YOUR INSTRUCTIONS: Each line below should be written out again exactly.
--- INFORMATION SUPPLIED Enclosed Below ---
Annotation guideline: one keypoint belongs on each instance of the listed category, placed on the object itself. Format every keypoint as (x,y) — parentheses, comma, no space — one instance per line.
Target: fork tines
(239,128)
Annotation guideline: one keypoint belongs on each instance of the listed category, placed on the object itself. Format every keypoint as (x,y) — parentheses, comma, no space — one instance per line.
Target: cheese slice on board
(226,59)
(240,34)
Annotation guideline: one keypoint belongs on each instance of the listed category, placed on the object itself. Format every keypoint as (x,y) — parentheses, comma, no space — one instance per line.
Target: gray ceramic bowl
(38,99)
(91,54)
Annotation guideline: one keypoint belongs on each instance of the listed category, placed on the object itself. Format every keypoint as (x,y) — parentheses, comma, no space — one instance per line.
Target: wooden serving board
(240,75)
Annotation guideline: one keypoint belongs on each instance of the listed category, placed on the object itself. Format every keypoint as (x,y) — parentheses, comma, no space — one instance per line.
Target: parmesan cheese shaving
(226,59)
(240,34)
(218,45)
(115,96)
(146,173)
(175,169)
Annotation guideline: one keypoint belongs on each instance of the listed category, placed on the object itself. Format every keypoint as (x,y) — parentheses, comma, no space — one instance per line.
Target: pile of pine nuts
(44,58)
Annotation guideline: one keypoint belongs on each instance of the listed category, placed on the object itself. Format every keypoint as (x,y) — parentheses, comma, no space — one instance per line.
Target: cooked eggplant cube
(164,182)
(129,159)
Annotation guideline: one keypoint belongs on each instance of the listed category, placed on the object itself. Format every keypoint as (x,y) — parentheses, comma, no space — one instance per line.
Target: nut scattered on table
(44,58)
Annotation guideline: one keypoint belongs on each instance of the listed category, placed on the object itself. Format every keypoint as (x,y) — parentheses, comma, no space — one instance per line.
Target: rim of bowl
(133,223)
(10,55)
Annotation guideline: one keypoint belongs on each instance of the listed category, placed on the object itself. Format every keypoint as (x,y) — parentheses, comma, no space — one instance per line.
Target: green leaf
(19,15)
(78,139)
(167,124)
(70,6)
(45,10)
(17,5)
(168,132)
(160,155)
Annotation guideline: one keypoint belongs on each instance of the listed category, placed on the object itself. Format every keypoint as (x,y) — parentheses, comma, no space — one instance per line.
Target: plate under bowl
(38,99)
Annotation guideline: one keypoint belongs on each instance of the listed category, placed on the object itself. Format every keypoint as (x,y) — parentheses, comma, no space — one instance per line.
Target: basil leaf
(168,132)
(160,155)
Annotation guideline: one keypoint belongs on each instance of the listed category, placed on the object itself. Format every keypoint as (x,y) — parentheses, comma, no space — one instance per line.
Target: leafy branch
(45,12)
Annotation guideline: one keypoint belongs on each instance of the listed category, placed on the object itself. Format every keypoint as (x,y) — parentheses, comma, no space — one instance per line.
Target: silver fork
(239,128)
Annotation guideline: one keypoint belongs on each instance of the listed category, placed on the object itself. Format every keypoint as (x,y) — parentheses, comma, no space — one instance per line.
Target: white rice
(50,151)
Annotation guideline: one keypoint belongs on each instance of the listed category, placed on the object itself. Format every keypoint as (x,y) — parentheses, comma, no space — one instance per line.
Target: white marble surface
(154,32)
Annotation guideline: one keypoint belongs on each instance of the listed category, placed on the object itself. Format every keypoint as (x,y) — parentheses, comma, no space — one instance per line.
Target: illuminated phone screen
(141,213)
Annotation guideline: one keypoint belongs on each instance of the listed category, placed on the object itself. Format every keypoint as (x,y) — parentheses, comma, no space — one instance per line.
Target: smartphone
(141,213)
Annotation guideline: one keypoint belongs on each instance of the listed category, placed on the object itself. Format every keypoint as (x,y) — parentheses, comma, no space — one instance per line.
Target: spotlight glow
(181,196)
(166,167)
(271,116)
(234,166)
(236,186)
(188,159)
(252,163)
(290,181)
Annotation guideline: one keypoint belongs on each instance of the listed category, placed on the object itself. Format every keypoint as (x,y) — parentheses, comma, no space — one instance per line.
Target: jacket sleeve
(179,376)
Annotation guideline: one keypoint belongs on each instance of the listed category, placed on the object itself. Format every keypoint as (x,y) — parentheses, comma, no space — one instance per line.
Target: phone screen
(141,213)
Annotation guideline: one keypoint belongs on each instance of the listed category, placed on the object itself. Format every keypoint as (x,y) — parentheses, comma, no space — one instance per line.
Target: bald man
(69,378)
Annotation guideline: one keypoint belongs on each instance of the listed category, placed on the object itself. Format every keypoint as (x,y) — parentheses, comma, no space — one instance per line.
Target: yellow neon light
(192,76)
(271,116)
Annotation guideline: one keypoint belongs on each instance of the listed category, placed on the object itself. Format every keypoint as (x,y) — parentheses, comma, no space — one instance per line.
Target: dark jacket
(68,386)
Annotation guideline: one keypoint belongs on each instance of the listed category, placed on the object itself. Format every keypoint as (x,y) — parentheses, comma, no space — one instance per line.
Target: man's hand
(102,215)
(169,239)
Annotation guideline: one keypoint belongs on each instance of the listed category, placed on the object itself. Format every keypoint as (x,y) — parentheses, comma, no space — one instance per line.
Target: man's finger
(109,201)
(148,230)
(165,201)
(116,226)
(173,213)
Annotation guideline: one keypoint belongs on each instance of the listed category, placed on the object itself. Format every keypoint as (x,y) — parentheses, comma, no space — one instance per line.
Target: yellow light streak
--- End of Enclosed INFORMATION SUPPLIED ---
OUTPUT OF THE TASK:
Annotation guideline: one keypoint belongs on each instance of the listed category, placed on the object itself. Format every keypoint as (x,y) — parentheses, comma, no space — one instance per line.
Target: fork tines
(239,128)
Annotation guideline: one keypoint belongs on each instance of the listed category, placed on the object itself. Format every keypoint as (x,y) — parentheses, comma, no space — one instance per line.
Target: cheese slice on board
(226,59)
(240,34)
Annotation guideline: one keypoint belongs on each instance of the listed category, placed on the object itself. Format every keypoint as (x,y) — parentheses, comma, no space — one instance per line.
Target: gray ceramic bowl
(38,99)
(91,54)
Annotation guideline: one keypoint belongs on each instance of the listed category, placed on the object itself. Format every keypoint as (x,y) — parentheses, comma, no space — one instance per line.
Target: wooden serving board
(240,75)
Annotation guideline: one keypoint belongs on each instance of the listed category, placed on the object itself. Format every keypoint as (x,y) — parentheses, comma, no space — one instance per line.
Target: parmesan cheese shaving
(226,59)
(240,34)
(218,45)
(115,96)
(146,173)
(175,169)
Annotation guideline: one keypoint belongs on each instance of the listed category, placed on the object itself. Format every keypoint as (x,y) — parentheses, comma, no space — one instance per line.
Target: pile of pine nuts
(44,58)
Annotation guideline: one keypoint belongs on each instance of the listed category, placed on the object itself. Format every keypoint as (x,y) — parentheses, comma, no space — one instance per line.
Target: cooked eggplant cube
(164,182)
(129,159)
Annotation guideline: one keypoint belongs on each instance of the listed category, placed on the object itself. Format every keypoint as (x,y) — parentheses, comma, no space — one instance per line.
Target: nut scattered on table
(44,58)
Annotation guideline: one keypoint belongs on each instance of the listed category, placed on the object itself. Format every keypoint as (x,y) — parentheses, comma, no space — one instance per line.
Target: rim of bowl
(133,223)
(10,55)
Annotation guideline: one keypoint belongs on each instance of the listed category, placed on the object itself. Format every keypoint as (x,y) — parentheses, comma, no space — one instance per line.
Target: green leaf
(19,15)
(78,139)
(167,124)
(70,6)
(45,10)
(17,5)
(168,132)
(160,155)
Annotation guideline: one keypoint belongs on each instance of the listed category, placed on the object itself. Format every keypoint as (x,y) — parentheses, comma, no space — one instance per line.
Target: plate under bowl
(38,99)
Annotation guideline: one keypoint belongs on each instance of the listed category, placed on the object itself. Format every keypoint as (x,y) — parentheses, comma, no space — one instance per line.
Target: basil leaf
(168,132)
(160,155)
Annotation guideline: one keypoint belongs on each instance of the listed category, placed on the object itself. Format every keypoint as (x,y) — parentheses, comma, no space — one instance per line.
Target: leafy branch
(45,12)
Annotation guideline: one keypoint belongs on each instance of the listed category, placed on the object itself. Format every keypoint as (x,y) — parentheses, comma, no space — one instance per line.
Target: silver fork
(239,128)
Annotation guideline: one keypoint belongs on each instance of the listed category, placed on the object itself. Format every keypoint as (x,y) — parentheses, comma, no space — one instance per line.
Target: white rice
(50,151)
Annotation guideline: one keypoint belongs on each instance of the listed category, placed on the object itself. Format every keypoint as (x,y) — parentheses, comma, no space — one instance per line.
Target: white marble surface
(154,32)
Annotation guideline: one keypoint belongs on each instance of the listed category, placed on the object itself. Format every keypoint as (x,y) — parentheses, comma, no space — one instance per line.
Target: illuminated phone screen
(141,213)
Annotation guideline: one keypoint belongs on each instance of the listed category, placed on the object itself. Format every keypoint as (x,y) — parentheses, comma, no space — one instance per line.
Target: smartphone
(141,213)
Annotation guideline: one keypoint belongs on each instance of the listed category, placed on the object itself. Format every keypoint as (x,y) — parentheses, comma, no space — one instance per line.
Target: spotlight glow
(181,196)
(166,167)
(271,116)
(234,166)
(236,186)
(188,159)
(252,163)
(290,181)
Annotation guideline: one keypoint belongs on each instance of the listed category, placed on the object itself. Format every keypoint as (x,y) — parentheses, comma, no space — one instance per line.
Target: jacket sleeve
(179,376)
Annotation guideline: one keypoint belongs on each instance of the listed category, placed on the object itself. Format every keypoint as (x,y) — parentheses, comma, no space — one instance per line.
Target: phone screen
(141,213)
Annotation guideline: one keypoint belongs on each instance of the listed category, placed on the object itself. Format every keypoint as (x,y) — parentheses, comma, no space — one instance per line.
Target: bald man
(69,378)
Annotation guideline: one keypoint belongs on each instance of the listed category, placed on the object itself. Format every keypoint as (x,y) — parentheses, comma, no space — one instance per line.
Target: yellow neon light
(192,76)
(271,116)
Annotation guideline: one keypoint belongs on each instance of the listed category, placed on the object itself. Format every keypoint as (x,y) — parentheses, comma, no space — one instance per line.
Target: dark jacket
(68,386)
Annotation guideline: one keypoint belongs on each instance of the listed category, placed on the object itself. Format every keypoint as (x,y) — parentheses, comma, no space — one instance per line.
Target: man's hand
(102,215)
(169,239)
Annotation guideline: one keypoint belongs on each instance of the listed category, placed on the object itself. Format every keypoint as (x,y) — parentheses, comma, no space — one instance per line.
Target: man's finger
(109,201)
(148,230)
(165,201)
(116,226)
(173,213)
Annotation guideline: one keypoint belongs on each instance of the listed category, placed on the object itself. Format every keypoint as (x,y) — parentheses, comma, no space — one instance per line.
Target: yellow light streak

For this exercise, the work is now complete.